Set down each line of the data below exactly.
[[ Entries shown open ]]
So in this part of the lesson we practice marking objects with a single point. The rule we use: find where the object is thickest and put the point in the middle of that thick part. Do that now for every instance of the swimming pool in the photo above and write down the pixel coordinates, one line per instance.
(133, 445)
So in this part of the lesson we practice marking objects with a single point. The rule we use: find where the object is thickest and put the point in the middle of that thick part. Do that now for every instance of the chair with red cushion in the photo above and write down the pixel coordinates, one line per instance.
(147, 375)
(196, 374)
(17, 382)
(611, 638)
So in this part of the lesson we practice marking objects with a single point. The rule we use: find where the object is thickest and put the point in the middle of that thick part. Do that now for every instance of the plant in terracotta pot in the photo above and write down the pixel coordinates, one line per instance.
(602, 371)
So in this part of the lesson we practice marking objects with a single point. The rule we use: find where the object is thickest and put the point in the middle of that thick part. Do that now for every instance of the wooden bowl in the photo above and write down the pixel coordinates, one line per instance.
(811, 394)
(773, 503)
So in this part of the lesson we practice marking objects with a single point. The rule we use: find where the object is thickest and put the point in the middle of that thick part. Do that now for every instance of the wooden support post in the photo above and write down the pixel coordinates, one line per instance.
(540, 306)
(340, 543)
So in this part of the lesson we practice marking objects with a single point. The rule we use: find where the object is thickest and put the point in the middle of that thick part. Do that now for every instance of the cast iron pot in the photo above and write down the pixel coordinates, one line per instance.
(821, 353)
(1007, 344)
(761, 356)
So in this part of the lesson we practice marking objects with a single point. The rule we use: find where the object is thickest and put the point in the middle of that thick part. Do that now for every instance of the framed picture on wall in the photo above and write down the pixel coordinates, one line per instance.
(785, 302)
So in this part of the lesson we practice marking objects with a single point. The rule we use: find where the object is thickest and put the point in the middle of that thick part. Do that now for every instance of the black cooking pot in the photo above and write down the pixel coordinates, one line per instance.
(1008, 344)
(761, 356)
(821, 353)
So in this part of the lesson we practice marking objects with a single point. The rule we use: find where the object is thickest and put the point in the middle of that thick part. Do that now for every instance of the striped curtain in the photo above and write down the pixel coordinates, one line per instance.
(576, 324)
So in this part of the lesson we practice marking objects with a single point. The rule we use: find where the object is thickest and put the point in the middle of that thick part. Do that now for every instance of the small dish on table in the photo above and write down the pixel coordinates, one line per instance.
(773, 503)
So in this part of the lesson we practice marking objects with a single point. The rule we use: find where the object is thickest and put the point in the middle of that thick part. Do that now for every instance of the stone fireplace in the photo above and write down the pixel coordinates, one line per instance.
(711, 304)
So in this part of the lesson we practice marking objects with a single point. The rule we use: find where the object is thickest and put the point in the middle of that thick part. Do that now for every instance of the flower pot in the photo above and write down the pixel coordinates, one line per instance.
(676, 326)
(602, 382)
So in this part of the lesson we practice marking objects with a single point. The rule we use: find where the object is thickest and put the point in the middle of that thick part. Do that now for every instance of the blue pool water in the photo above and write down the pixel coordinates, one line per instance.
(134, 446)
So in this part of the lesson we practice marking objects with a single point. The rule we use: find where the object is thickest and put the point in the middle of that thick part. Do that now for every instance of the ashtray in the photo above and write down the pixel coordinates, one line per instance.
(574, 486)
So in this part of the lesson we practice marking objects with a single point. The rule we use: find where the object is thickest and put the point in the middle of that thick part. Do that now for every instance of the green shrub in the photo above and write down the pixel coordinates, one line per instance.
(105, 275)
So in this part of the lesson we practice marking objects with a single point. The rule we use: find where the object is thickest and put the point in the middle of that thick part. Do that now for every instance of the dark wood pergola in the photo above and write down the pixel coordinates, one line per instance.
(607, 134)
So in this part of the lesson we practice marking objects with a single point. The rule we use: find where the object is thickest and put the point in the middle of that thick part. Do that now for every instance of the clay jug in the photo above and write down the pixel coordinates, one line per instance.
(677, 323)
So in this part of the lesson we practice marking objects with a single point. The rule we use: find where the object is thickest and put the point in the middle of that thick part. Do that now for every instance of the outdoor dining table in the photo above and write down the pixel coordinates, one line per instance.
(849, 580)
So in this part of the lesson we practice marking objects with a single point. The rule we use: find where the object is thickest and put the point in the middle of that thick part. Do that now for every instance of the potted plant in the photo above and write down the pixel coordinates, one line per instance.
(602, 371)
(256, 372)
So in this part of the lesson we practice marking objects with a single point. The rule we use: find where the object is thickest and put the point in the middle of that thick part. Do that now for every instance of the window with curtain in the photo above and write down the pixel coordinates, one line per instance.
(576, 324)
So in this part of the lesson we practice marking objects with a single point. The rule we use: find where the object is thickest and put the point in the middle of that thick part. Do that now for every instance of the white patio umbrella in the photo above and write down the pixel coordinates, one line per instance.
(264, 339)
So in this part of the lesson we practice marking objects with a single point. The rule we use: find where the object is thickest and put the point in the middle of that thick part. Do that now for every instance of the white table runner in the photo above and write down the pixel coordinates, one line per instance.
[[ Entries shown closed ]]
| Expected answer |
So in this part of the lesson we practice marking objects with a single point. The rule we use: find where the object is thickest and put the point in the middle of that thick part. Do that now for every instance of the swimming pool in the photo above and write down the pixel coordinates, one line per instance.
(133, 445)
So in this part of the lesson we practice marking objects with a single point. The rule we use: find where the object is thickest and put the point in the middle of that thick part. Do that now for every instance of the chair with red cushion in the photo above and write down the pixel coordinates, one line per instance.
(147, 375)
(196, 374)
(17, 382)
(611, 638)
So in this part of the lesson we practice marking objects with a single point. The rule we use: find where the object is thickest and put the point in the middle of that thick part. Do that now for every instance of the plant in terracotta pot in the photo above and write down the pixel coordinates, one line per instance.
(602, 371)
So in this part of the lesson we practice marking objects with a single point. The rule we use: find where the object is thickest and put the point in the middle of that thick part. Do that now for every instance of the wooden bowl in the photo above and write down the pixel coordinates, one line per instance.
(811, 394)
(773, 503)
So in this part of the lesson we practice marking objects with a single point. The rule we use: find where the object is thickest and put the point in the middle of that thick part. Do that now for every instance of the wooden support post in the photo above and write down the pixel coordinates, one line per instance.
(540, 306)
(340, 543)
So in this part of the lesson we practice marking objects with a single point. The rule we use: find where the object is thickest and put the point in the middle of that thick part. Do that now for every instance of the cast iron pot in the photo above and write down the pixel coordinates, one line per instance.
(821, 353)
(1007, 344)
(761, 356)
So in this part of the lesson we practice marking objects with a single point. The rule we use: find where the object is thickest and put the point in the middle of that thick part. Do that now for every instance of the framed picture on wall in the photo above and write down the pixel coordinates, one line per instance.
(785, 302)
So in this part of the lesson we practice marking objects with a single point. The rule we use: find where the object is thickest and put the point in the middle of that thick part. Do that now for every instance of the black cooking pot in the photo above and write down the pixel coordinates, one line per instance.
(1008, 344)
(761, 356)
(821, 353)
So in this part of the lesson we practice marking objects with a single point. The rule we use: find where the object is thickest and put the point in the middle of that thick part. Do that now for every instance of the striped curtain in the photo above and write down the pixel coordinates, one line per instance.
(576, 324)
So in this part of the lesson we practice marking objects with a single point. The rule we use: find where the object is thickest and put the point in the middle of that thick part. Do that now for every instance of the small dish on table in the photo above and write down the pixel coordinates, one line per instance.
(773, 503)
So in this part of the lesson we practice marking objects with a single point. The rule we use: find where the object is thickest and put the point in the middle of that thick part. Do that now for every instance of the stone fireplace in the photo above and write down the pixel coordinates, one line per instance.
(711, 304)
So in this part of the lesson we practice marking objects with a single point. The rule we use: find where the object is thickest and put the point in the middle of that thick part. Do that now for every instance of the flower pot in the photo above and write down the pixel coordinates, one line per instance.
(676, 326)
(602, 382)
So in this part of the lesson we practice marking objects with a single point. The rule we use: find where the object is thickest and put the point in the middle of that thick part. Do that now for every instance of the blue pool water in the photo above and write down the pixel coordinates, one line per instance.
(134, 446)
So in this part of the lesson we practice marking objects with a single point. The rule we use: find where the object is thickest and put the point in the middle of that thick part. Do that now for every instance of the ashtray in the photo above and write down the pixel coordinates, one line per instance.
(574, 486)
So in this part of the lesson we practice marking objects with a single point. The rule we use: find where the object is thickest and put the point in the middle of that thick part. Do that now for every instance of the green shrub in the photo above and write down the pixel coordinates, one line per instance.
(105, 275)
So in this part of the lesson we practice marking objects with a single point. The rule we use: find where the object is thickest and put the point in the middle of that thick part. Do that now for every instance of the dark wood pergola in the photo above and write down the pixel coordinates, one line per instance.
(607, 134)
So in this part of the lesson we practice marking objects with a single point. The rule we use: find where the object is thickest and put the point in the middle of that thick part. Do that now for every instance of the clay jug in the photo above and write down the pixel coordinates, one line per instance.
(677, 323)
So in this part of the lesson we practice marking objects with a single point. The rule we use: find where the object is thickest and put the point in the middle of that thick part. Do that now for every instance of the outdoor dining table in the photo above and write down the pixel coordinates, one line per instance.
(849, 580)
So in this part of the lesson we practice marking objects with a single point. The rule we use: find where the object is thickest and put the point in the middle of that thick part. Do that now for every instance of the potted plant in the photo above and write down the pixel coordinates, one line per instance.
(602, 371)
(256, 372)
So in this part of the lesson we practice marking objects with a single point. The rule we use: find where the object is thickest and put the point in the middle of that thick part. Do that now for every instance of the window with curtain in the photo above and write down the pixel coordinates, one line per instance.
(576, 324)
So in this part of the lesson we practice marking objects with a single point. The rule we use: find where the object is thickest and put the point in the middle of that thick part. Do that now for every instance of the white patio umbrella in the photo above and write down the pixel coordinates, one line per instance.
(264, 339)
So in this part of the lesson we practice marking objects with a single point. The rule we use: find where the object is thickest and put the point in the middle of that thick part. Do that now for every instance of the white table runner in the photo above and write down the pixel coordinates, one line per instance.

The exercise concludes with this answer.